## [Description of the task]
Restate each entry word for word, leaving nothing out.

## [Data for the task]
***
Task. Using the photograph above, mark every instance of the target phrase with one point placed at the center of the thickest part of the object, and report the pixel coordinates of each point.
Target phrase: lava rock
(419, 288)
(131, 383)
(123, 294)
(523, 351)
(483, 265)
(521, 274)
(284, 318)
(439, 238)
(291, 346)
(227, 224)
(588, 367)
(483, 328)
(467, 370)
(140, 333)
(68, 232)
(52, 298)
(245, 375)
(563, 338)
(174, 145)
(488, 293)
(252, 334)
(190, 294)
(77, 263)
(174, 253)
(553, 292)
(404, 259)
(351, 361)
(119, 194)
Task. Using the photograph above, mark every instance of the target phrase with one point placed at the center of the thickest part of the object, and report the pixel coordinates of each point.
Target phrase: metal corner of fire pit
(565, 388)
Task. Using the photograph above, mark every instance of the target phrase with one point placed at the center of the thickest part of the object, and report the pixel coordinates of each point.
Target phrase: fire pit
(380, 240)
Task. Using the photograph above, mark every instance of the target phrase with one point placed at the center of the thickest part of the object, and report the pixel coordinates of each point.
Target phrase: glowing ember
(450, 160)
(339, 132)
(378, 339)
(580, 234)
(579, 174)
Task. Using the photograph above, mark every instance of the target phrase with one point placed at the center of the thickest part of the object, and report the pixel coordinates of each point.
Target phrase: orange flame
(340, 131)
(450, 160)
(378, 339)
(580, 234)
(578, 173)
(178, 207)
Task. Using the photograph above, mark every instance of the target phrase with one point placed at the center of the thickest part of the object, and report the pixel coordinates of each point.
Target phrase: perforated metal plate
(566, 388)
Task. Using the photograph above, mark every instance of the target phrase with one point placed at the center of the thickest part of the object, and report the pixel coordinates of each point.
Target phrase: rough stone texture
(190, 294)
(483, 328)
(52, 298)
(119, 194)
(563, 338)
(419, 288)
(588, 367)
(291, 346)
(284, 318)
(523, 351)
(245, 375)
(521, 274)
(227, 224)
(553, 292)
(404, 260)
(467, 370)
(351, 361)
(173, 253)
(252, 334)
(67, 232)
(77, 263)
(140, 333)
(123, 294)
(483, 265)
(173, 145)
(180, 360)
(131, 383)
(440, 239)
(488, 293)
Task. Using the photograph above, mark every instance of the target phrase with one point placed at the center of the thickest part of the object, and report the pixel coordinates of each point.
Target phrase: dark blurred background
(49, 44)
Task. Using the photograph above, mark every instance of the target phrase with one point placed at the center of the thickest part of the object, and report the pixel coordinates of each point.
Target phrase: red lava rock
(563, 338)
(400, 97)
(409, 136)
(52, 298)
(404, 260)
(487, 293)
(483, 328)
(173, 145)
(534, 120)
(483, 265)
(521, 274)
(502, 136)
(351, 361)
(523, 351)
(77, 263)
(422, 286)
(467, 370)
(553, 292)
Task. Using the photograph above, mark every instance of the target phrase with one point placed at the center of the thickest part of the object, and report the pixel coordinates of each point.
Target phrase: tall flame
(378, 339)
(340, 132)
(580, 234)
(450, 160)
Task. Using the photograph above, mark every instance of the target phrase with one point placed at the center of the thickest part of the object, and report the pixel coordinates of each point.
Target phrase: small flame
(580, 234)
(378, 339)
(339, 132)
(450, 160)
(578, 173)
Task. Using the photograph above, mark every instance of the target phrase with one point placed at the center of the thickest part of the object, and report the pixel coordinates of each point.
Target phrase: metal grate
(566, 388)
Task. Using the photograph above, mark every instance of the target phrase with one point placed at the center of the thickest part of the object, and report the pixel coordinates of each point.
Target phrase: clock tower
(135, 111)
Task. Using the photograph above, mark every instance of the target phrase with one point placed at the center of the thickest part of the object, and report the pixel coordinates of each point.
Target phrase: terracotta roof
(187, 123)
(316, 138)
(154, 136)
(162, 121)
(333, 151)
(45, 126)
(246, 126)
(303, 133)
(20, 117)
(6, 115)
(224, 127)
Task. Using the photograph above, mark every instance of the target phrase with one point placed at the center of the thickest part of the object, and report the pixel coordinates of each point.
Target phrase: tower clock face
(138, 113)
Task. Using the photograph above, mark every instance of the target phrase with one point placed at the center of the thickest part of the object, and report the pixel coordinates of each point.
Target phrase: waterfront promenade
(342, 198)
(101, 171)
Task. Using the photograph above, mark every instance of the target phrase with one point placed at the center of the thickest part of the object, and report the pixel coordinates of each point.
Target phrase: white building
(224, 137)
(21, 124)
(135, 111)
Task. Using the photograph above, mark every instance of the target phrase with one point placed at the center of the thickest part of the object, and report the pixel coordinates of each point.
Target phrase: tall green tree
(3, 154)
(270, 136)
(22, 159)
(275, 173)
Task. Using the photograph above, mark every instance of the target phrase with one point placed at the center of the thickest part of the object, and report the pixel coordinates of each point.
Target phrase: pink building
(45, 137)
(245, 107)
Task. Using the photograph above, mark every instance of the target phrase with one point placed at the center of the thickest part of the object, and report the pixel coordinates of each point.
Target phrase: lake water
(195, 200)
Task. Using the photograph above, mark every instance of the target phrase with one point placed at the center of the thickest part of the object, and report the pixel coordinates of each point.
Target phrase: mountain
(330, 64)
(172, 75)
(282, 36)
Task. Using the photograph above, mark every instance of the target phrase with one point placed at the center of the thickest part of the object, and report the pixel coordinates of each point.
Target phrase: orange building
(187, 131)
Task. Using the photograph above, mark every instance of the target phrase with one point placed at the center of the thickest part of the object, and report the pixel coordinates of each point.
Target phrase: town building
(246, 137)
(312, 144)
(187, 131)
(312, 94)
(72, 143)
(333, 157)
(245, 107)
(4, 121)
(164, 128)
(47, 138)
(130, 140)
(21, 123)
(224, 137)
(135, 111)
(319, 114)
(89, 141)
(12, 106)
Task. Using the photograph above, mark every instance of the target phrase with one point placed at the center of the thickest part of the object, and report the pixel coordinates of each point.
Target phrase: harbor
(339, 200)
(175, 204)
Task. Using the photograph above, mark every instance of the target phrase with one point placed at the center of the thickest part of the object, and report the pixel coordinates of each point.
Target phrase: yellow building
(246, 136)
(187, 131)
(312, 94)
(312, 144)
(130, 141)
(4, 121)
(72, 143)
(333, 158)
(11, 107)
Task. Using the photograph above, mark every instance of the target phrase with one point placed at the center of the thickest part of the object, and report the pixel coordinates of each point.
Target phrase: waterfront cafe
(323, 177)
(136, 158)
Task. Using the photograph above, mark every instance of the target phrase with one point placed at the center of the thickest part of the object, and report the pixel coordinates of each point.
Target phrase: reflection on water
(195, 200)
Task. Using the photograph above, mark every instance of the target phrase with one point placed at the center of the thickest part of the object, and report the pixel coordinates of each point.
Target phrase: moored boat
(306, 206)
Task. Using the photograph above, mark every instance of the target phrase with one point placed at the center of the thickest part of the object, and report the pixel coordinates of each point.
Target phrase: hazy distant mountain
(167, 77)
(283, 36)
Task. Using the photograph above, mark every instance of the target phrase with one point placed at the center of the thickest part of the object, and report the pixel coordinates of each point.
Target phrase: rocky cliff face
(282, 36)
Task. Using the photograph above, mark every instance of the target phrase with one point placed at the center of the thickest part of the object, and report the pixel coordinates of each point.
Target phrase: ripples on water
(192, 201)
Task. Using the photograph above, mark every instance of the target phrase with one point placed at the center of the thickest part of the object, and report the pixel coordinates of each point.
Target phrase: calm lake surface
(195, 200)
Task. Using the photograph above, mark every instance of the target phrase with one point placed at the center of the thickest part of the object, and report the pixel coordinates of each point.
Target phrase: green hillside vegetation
***
## [Response for this exercise]
Task. Using the photograph above, mark every instance of the target phrase with one point placed at the center of the thickest part of the object, and report the pixel coordinates of each point.
Target phrase: lava rock
(419, 288)
(131, 383)
(123, 294)
(523, 351)
(483, 265)
(521, 274)
(284, 318)
(439, 238)
(291, 346)
(227, 224)
(588, 367)
(483, 328)
(467, 370)
(140, 333)
(68, 232)
(52, 298)
(245, 375)
(563, 338)
(174, 145)
(488, 293)
(252, 334)
(190, 294)
(77, 263)
(174, 253)
(553, 292)
(404, 259)
(351, 361)
(119, 194)
Task. Using the photograph above, mark every instance of the target phrase with one point placed at the center of the thickest part of the object, and report the pixel coordinates of each point.
Target phrase: metal corner of fire pit
(565, 388)
Task. Using the photograph above, mark every instance of the target phrase with one point placed at the center of the thickest part of the object, and report the pixel coordinates of each point.
Target phrase: fire pit
(380, 240)
Task. Using the photograph above, mark every instance of the target phrase with one point placed at the center of the thickest part of the object, and report the pixel coordinates of each point.
Target phrase: glowing ember
(450, 160)
(339, 132)
(378, 339)
(580, 234)
(579, 174)
Task. Using the photograph above, mark every instance of the target phrase with one point placed at the center of the thickest part of the object, and report the pixel coordinates of each point.
Target phrase: orange flame
(340, 131)
(450, 160)
(378, 339)
(580, 234)
(578, 173)
(178, 207)
Task. Using the photograph above, mark every instance of the target phrase with one point placed at the center of the thickest part of the object, and report the pixel coordinates of each point.
Target phrase: perforated metal plate
(566, 388)
Task. Using the photograph above, mark every instance of the target phrase with one point placed at the center of the thickest part of the object, and report the pixel coordinates of each point.
Target phrase: rough stone texture
(190, 294)
(483, 328)
(52, 298)
(119, 194)
(563, 338)
(419, 288)
(588, 367)
(291, 346)
(284, 318)
(523, 351)
(245, 375)
(521, 274)
(227, 224)
(553, 292)
(404, 260)
(467, 370)
(351, 361)
(173, 253)
(252, 334)
(67, 232)
(77, 263)
(140, 333)
(123, 294)
(483, 265)
(173, 145)
(180, 360)
(131, 383)
(440, 239)
(488, 293)
Task. Using the photograph above, mark every instance of the target phrase with one point placed at the center of the thickest part of the object, and report the pixel coordinates of each point.
Target phrase: dark blurred background
(49, 44)
Task. Using the photograph above, mark every instance of the target phrase with one point placed at the center of the thickest part of the object, and report the pixel coordinates of each point.
Target phrase: red lava rock
(563, 338)
(400, 97)
(409, 136)
(52, 298)
(404, 260)
(487, 293)
(483, 328)
(173, 145)
(534, 120)
(483, 265)
(521, 274)
(502, 136)
(351, 361)
(523, 351)
(77, 263)
(422, 286)
(467, 370)
(553, 292)
Task. Using the photograph above, mark every instance of the target phrase with one point placed at the center of the thickest part of the object, and report the pixel coordinates of each point.
Target phrase: tall flame
(378, 339)
(340, 132)
(580, 234)
(450, 160)
Task. Using the photograph above, mark every instance of the target phrase with one point placed at the center of the thickest part of the object, and report the pixel coordinates of each point.
Target phrase: small flame
(580, 234)
(378, 339)
(339, 132)
(450, 160)
(578, 173)
Task. Using the photograph above, mark every instance of the target phrase with one point placed at the center of the thickest part of the object, and report the pixel coordinates of each point.
Target phrase: metal grate
(566, 388)
Task. Using the photograph above, mark every instance of the target phrase with one point placed at the center of the thickest part of the object, and report the pixel coordinates of each point.
Target phrase: clock tower
(135, 111)
Task. Using the photograph above, mark every instance of the target phrase with one point placed at the center of the thickest part of the object, and report the pixel coordinates of each point.
Target phrase: terracotta roof
(187, 123)
(316, 138)
(154, 136)
(162, 121)
(333, 151)
(45, 126)
(246, 126)
(303, 133)
(20, 117)
(6, 115)
(224, 127)
Task. Using the photograph above, mark every instance of the target phrase with one point placed at the center of the thickest part of the object, and report the pixel coordinates of each point.
Target phrase: tower clock face
(138, 113)
Task. Using the photograph above, mark every instance of the target phrase with one point placed at the center of the thickest part of the object, and report the pixel coordinates of each point.
Target phrase: waterfront promenade
(342, 198)
(101, 171)
Task. Using the photograph above, mark every instance of the target phrase with one point placed at the center of the thickest part of the object, and report the pixel coordinates of each point.
Target phrase: white building
(224, 137)
(21, 124)
(135, 111)
Task. Using the photograph above, mark every instance of the target phrase with one point placed at the center of the thickest part of the object, and report the pixel coordinates of each point.
Target phrase: tall green tree
(3, 154)
(270, 136)
(22, 159)
(275, 173)
Task. Using the photograph above, mark every instance of the target phrase with one point placed at the center of the thickest part of the object, and report the pixel coordinates of each point.
Target phrase: pink building
(45, 137)
(245, 107)
Task. Using the photograph above, mark every instance of the target phrase with one point placed at the center of the thickest part of the object, and report the pixel coordinates of each point.
Target phrase: lake water
(195, 200)
Task. Using the photograph above, mark every instance of the target phrase with one point placed at the center of the thickest part of the object, and report the pixel coordinates of each point.
Target phrase: mountain
(330, 64)
(172, 75)
(282, 36)
Task. Using the photograph above, mark every instance of the target phrase with one point placed at the center of the thickest part of the object, and report the pixel coordinates of each point.
Target phrase: orange building
(187, 131)
Task. Using the photograph above, mark every instance of the target phrase with one point placed at the center of the thickest part of the object, and report the pixel coordinates of each point.
Target phrase: town building
(246, 137)
(312, 144)
(187, 131)
(312, 94)
(72, 143)
(333, 157)
(245, 107)
(4, 121)
(164, 128)
(47, 138)
(130, 140)
(21, 123)
(224, 137)
(135, 111)
(319, 114)
(89, 141)
(12, 106)
Task. Using the photograph above, mark every instance of the target phrase with one point placed at the center of the thickest part of the object, and report the pixel coordinates of each point.
Target phrase: harbor
(339, 200)
(175, 204)
Task. Using the photograph above, mark every instance of the target phrase with one point placed at the center of the thickest part of the object, and report the pixel coordinates of each point.
Target phrase: yellow building
(246, 136)
(187, 131)
(312, 94)
(312, 144)
(130, 141)
(4, 121)
(72, 143)
(333, 158)
(11, 107)
Task. Using the photograph above, mark every instance of the target phrase with one point placed at the center of the thickest part of the object, and report the pixel coordinates of each point.
Target phrase: waterfront cafe
(323, 177)
(136, 158)
Task. Using the photograph above, mark every instance of the target phrase with one point placed at the center of the thickest part of the object, and report the pixel coordinates of each point.
Target phrase: reflection on water
(195, 200)
Task. Using the photograph above, mark every instance of the target phrase with one point placed at the center of the thickest part of the object, and report the pixel coordinates of each point.
Target phrase: moored boat
(306, 206)
Task. Using the photograph above, mark every instance of the target phrase with one point placed at the center of the thickest part of the object, and report the pixel coordinates of each point.
Target phrase: hazy distant mountain
(167, 77)
(283, 36)
Task. Using the photograph above, mark every instance of the target phrase with one point placed at the center of the thickest part of the object, and report the pixel coordinates of each point.
Target phrase: rocky cliff face
(282, 36)
Task. Using the photograph above, mark every instance of the target phrase with one point placed at the center of the thickest part of the object, and report the pixel coordinates of each point.
Target phrase: ripples on water
(192, 201)
Task. Using the photograph above, mark every instance of the target phrase with one point placed at the center of the thickest part of the object, and report the pixel coordinates of each point.
Target phrase: calm lake surface
(195, 200)
Task. Using the photograph above, mark every instance of the target phrase with one point placed at the center of the thickest part of the object, and report the pixel coordinates of each point.
Target phrase: green hillside vegetation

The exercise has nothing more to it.